*To do*
Rewrite every line of the entries from the line containing "Reviewer note: confirm that each instance of the wooden chair" down to the line containing "[(321, 351), (708, 474), (846, 520), (197, 291), (254, 337)]", and shift each x and y coordinate in the results by -80.

(Records)
--- Begin ---

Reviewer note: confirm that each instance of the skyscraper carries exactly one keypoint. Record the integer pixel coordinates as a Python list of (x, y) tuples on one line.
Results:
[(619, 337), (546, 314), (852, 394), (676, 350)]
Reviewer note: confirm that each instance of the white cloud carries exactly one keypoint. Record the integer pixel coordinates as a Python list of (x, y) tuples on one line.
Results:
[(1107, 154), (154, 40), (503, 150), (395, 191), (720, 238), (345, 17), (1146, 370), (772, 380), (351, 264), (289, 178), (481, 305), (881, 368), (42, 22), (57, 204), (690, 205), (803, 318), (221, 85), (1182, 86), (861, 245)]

--- End ---
--- Begin ---

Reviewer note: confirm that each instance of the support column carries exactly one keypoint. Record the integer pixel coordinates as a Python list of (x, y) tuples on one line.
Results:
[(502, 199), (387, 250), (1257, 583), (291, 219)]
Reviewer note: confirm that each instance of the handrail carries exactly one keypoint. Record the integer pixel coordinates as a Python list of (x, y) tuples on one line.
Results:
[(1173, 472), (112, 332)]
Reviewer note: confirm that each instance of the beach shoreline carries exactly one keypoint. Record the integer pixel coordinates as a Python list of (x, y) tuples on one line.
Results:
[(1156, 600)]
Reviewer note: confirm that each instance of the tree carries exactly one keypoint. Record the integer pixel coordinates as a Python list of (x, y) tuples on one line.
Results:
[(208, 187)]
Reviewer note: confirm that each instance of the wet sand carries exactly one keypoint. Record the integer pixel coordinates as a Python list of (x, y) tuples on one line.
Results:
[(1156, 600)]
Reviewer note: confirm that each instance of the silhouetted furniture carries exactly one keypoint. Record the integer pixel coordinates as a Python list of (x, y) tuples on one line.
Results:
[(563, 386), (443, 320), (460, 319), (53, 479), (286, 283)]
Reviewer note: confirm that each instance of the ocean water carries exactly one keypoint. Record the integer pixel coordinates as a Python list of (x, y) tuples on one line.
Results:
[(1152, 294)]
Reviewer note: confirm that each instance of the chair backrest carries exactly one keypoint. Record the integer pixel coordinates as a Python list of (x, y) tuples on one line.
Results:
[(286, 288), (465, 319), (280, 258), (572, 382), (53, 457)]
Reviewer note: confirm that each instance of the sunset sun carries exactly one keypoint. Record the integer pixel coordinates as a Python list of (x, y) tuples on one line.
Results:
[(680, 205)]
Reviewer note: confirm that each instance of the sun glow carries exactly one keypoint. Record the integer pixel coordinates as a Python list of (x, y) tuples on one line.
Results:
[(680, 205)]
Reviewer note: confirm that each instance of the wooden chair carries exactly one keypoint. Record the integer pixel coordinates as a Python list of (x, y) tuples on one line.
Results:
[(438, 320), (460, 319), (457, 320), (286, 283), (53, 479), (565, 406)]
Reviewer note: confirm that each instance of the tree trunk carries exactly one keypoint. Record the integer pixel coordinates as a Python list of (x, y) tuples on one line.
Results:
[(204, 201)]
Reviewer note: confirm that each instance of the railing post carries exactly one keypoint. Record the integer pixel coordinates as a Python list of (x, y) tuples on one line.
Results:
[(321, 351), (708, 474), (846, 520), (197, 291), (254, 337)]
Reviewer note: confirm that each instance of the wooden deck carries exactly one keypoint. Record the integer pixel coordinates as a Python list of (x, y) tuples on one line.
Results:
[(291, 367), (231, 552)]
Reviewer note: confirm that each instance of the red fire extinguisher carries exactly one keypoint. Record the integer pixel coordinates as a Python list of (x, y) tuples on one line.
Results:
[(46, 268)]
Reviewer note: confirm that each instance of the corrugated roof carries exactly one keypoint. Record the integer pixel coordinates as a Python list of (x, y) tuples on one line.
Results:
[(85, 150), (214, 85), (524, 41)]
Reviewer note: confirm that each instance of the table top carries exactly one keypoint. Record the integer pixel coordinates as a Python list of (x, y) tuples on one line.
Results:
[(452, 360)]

--- End ---

*Task result*
Reviewer note: confirm that each instance of the wooden chair carries exactly one keypoint. Record the integer pixel coordinates as a Python list of (x, y) tuples on one line.
Results:
[(358, 240), (380, 239), (377, 240), (206, 203), (-27, 399), (485, 326)]
Reviewer note: confirm that each instance of the tree trunk carries exactly one keypoint. Record the integer pixel coordinates as a Python list of (x, y) tuples on one line.
Results:
[(124, 121)]
Reviewer note: confirm that each instance of the railing post carries exactly one keypoint. Record the integer pixel coordinates as a Python list of (x, y) tuples on one line.
Results:
[(241, 271), (628, 394), (766, 440), (117, 211), (174, 257)]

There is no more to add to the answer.